REQUIRED WORK
Write out each line beneath this one exactly as it reads.

(Position identification records)
#####
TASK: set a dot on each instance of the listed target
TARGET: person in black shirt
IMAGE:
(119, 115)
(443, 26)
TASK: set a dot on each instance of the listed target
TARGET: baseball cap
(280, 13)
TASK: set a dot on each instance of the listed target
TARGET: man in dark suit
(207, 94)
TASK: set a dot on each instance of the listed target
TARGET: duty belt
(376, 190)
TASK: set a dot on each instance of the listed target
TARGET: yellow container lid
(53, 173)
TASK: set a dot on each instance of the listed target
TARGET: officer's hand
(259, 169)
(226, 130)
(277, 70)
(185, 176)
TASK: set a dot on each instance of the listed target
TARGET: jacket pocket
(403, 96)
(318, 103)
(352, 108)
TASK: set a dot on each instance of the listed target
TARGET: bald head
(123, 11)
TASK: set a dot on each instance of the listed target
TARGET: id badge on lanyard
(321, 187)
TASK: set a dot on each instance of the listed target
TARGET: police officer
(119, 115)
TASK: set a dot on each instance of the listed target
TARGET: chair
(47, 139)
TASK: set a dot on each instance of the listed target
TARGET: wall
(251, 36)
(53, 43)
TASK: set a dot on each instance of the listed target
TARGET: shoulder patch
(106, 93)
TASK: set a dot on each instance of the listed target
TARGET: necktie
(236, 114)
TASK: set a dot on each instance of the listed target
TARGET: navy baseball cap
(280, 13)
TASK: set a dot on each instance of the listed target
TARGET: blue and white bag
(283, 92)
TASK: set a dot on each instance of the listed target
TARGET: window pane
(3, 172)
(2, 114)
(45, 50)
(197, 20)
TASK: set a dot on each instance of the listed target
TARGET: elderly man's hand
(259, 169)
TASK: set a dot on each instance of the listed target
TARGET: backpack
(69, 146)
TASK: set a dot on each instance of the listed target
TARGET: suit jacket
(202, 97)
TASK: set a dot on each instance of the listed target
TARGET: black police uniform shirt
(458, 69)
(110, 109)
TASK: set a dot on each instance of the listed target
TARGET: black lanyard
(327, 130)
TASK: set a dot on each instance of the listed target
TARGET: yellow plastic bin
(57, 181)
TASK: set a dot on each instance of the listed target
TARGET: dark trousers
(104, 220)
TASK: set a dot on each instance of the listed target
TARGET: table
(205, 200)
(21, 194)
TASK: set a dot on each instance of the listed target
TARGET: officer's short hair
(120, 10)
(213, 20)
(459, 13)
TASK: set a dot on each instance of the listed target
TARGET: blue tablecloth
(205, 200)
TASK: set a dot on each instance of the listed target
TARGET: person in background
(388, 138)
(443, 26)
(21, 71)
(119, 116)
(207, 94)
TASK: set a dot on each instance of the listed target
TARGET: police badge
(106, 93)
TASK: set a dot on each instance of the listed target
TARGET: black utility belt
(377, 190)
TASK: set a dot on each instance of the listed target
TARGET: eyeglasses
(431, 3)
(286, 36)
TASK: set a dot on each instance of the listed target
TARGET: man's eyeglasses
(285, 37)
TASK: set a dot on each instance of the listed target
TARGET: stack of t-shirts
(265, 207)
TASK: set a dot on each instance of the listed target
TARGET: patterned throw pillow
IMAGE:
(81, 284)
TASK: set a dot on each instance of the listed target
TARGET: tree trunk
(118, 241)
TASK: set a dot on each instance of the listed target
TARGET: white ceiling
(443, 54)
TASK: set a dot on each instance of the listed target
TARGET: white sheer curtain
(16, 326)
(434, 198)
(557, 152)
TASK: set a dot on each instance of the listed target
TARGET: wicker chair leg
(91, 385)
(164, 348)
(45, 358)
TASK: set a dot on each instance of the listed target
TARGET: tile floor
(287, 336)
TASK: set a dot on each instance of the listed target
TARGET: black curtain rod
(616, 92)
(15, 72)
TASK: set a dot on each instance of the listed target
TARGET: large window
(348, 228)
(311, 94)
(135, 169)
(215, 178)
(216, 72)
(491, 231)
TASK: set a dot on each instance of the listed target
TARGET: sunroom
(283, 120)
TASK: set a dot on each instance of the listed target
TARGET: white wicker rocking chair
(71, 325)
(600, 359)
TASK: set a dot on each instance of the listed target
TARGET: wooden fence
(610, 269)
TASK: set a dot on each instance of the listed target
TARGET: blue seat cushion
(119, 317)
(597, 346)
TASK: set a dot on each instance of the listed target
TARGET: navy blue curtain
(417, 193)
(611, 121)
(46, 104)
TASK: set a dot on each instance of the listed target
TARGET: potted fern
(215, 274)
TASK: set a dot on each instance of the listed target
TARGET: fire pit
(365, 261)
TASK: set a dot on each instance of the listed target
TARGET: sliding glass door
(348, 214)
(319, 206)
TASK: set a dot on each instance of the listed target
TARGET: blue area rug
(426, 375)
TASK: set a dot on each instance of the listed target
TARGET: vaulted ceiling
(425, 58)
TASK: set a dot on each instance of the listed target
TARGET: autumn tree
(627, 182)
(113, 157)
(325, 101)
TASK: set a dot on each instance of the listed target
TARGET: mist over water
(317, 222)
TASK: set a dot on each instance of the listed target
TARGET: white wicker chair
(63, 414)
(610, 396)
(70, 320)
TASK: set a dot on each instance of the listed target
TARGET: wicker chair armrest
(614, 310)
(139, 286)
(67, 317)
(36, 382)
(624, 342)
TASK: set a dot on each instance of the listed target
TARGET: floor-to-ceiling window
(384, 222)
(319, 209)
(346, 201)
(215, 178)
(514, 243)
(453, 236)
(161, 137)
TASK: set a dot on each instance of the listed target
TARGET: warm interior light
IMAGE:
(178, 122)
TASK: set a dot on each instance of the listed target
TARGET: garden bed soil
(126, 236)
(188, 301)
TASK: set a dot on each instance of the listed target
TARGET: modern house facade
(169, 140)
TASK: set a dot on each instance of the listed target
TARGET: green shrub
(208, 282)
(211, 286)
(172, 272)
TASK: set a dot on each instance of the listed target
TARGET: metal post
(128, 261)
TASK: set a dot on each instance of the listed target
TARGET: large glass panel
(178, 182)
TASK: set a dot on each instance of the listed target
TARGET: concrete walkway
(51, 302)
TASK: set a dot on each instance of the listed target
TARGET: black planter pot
#####
COMPLETE RESPONSE
TASK: set a dot on each instance of the listed target
TARGET: person in black shirt
IMAGE:
(119, 115)
(443, 26)
TASK: set a dot on each instance of the listed target
TARGET: baseball cap
(280, 13)
TASK: set a dot on each instance of the listed target
TARGET: man in dark suit
(207, 94)
TASK: set a dot on each instance of the listed target
TARGET: duty belt
(376, 190)
TASK: set a dot on each instance of the listed target
TARGET: yellow container lid
(53, 173)
TASK: set a dot on each instance of the listed target
TARGET: officer's hand
(259, 169)
(226, 130)
(277, 70)
(185, 176)
TASK: set a dot on each instance of the listed target
TARGET: jacket pocket
(403, 96)
(318, 103)
(352, 108)
TASK: set a dot on each instance of the listed target
TARGET: bald head
(123, 11)
TASK: set a dot on each instance of the listed target
TARGET: id badge on lanyard
(321, 187)
TASK: set a dot on each instance of the listed target
TARGET: police officer
(119, 115)
TASK: set a dot on each instance of the listed target
TARGET: chair
(47, 139)
TASK: set a dot on each instance of the listed target
TARGET: wall
(251, 36)
(53, 43)
TASK: set a dot on each instance of the listed target
TARGET: shoulder patch
(106, 93)
TASK: set a dot on each instance of the listed target
TARGET: necktie
(236, 114)
TASK: set a dot on each instance of the listed target
TARGET: navy baseball cap
(280, 13)
TASK: set a dot on each instance of the listed target
TARGET: blue and white bag
(283, 92)
TASK: set a dot on each instance of the listed target
TARGET: window pane
(3, 172)
(2, 114)
(45, 50)
(197, 20)
TASK: set a dot on each instance of the listed target
TARGET: elderly man's hand
(259, 169)
TASK: set a dot on each instance of the listed target
TARGET: backpack
(69, 146)
TASK: set a dot on each instance of the listed target
TARGET: suit jacket
(202, 97)
TASK: set a dot on each instance of the listed target
TARGET: black police uniform shirt
(458, 69)
(110, 109)
TASK: set a dot on each instance of the listed target
TARGET: black lanyard
(327, 130)
TASK: set a dot on each instance of the listed target
TARGET: yellow plastic bin
(57, 181)
TASK: set a dot on each instance of the listed target
TARGET: dark trousers
(104, 220)
TASK: set a dot on each instance of the listed target
TARGET: table
(205, 200)
(21, 194)
TASK: set a dot on each instance of the listed target
TARGET: officer's short hair
(120, 10)
(213, 20)
(459, 13)
TASK: set a dot on each instance of the listed target
TARGET: blue tablecloth
(205, 200)
TASK: set a dot on each instance of the listed target
TARGET: person in background
(388, 138)
(443, 26)
(21, 71)
(119, 116)
(207, 94)
TASK: set a dot on each instance of the listed target
TARGET: police badge
(106, 93)
TASK: set a dot on each instance of the listed target
TARGET: black utility belt
(377, 190)
TASK: set a dot on each instance of the listed target
TARGET: eyeglasses
(431, 3)
(286, 36)
TASK: set a dot on each instance of the listed target
TARGET: man's eyeglasses
(285, 37)
TASK: set a dot on each instance of the listed target
TARGET: stack of t-shirts
(265, 207)
TASK: set a dot on each instance of the listed target
TARGET: patterned throw pillow
IMAGE:
(81, 284)
TASK: set a dot on each instance of the listed target
TARGET: tree trunk
(118, 241)
TASK: set a dot on each instance of the listed target
TARGET: white ceiling
(443, 54)
TASK: set a dot on each instance of the listed target
TARGET: white sheer curtain
(16, 326)
(434, 198)
(557, 152)
TASK: set a dot on each instance of the listed target
TARGET: wicker chair leg
(91, 385)
(164, 348)
(45, 358)
TASK: set a dot on each instance of the listed target
TARGET: tile floor
(287, 336)
TASK: set a dot on each instance of the listed target
TARGET: black curtain rod
(616, 92)
(15, 72)
TASK: set a dot on each instance of the listed target
TARGET: large window
(348, 228)
(311, 94)
(135, 169)
(215, 178)
(216, 72)
(491, 231)
TASK: set a dot on each instance of the listed target
TARGET: sunroom
(283, 120)
TASK: set a dot on each instance of the listed target
TARGET: white wicker rocking chair
(71, 325)
(600, 359)
TASK: set a dot on each instance of the listed target
TARGET: wooden fence
(610, 269)
TASK: set a dot on each instance of the listed target
TARGET: blue seat cushion
(119, 317)
(597, 346)
TASK: set a dot on each instance of the listed target
TARGET: navy blue curtain
(417, 193)
(611, 121)
(46, 104)
TASK: set a dot on each instance of the listed target
TARGET: potted fern
(215, 274)
TASK: set a dot on each instance of the listed target
TARGET: fire pit
(365, 261)
TASK: set a dot on each instance of the listed target
TARGET: sliding glass door
(348, 214)
(319, 206)
TASK: set a dot on each instance of the listed target
TARGET: blue area rug
(426, 375)
TASK: set a dot on each instance of the listed target
TARGET: vaulted ceiling
(425, 58)
TASK: set a dot on each instance of the listed target
TARGET: autumn tree
(627, 182)
(113, 157)
(325, 101)
TASK: set a dot on each instance of the listed target
TARGET: mist over water
(317, 222)
TASK: set a dot on each instance of the listed target
TARGET: white wicker chair
(63, 414)
(610, 396)
(70, 320)
TASK: set a dot on each instance of the listed target
TARGET: wicker chair armrest
(614, 310)
(139, 286)
(67, 317)
(36, 382)
(624, 342)
TASK: set a dot on each instance of the listed target
TARGET: floor-to-ceiling window
(384, 222)
(319, 209)
(346, 201)
(215, 178)
(514, 243)
(453, 236)
(161, 137)
TASK: set a dot on each instance of the listed target
TARGET: warm interior light
IMAGE:
(178, 122)
TASK: set a dot on each instance of the listed target
TARGET: garden bed soil
(126, 236)
(188, 301)
TASK: set a dot on each instance of the listed target
TARGET: modern house facade
(169, 140)
TASK: set a dot on each instance of the listed target
TARGET: green shrub
(208, 282)
(211, 286)
(172, 272)
TASK: set a dot on each instance of the listed target
TARGET: metal post
(128, 261)
TASK: set a dot on each instance of the listed target
TARGET: large glass panel
(178, 182)
TASK: set a dot on each instance of the listed target
TARGET: concrete walkway
(51, 302)
TASK: set a dot on each instance of the listed target
TARGET: black planter pot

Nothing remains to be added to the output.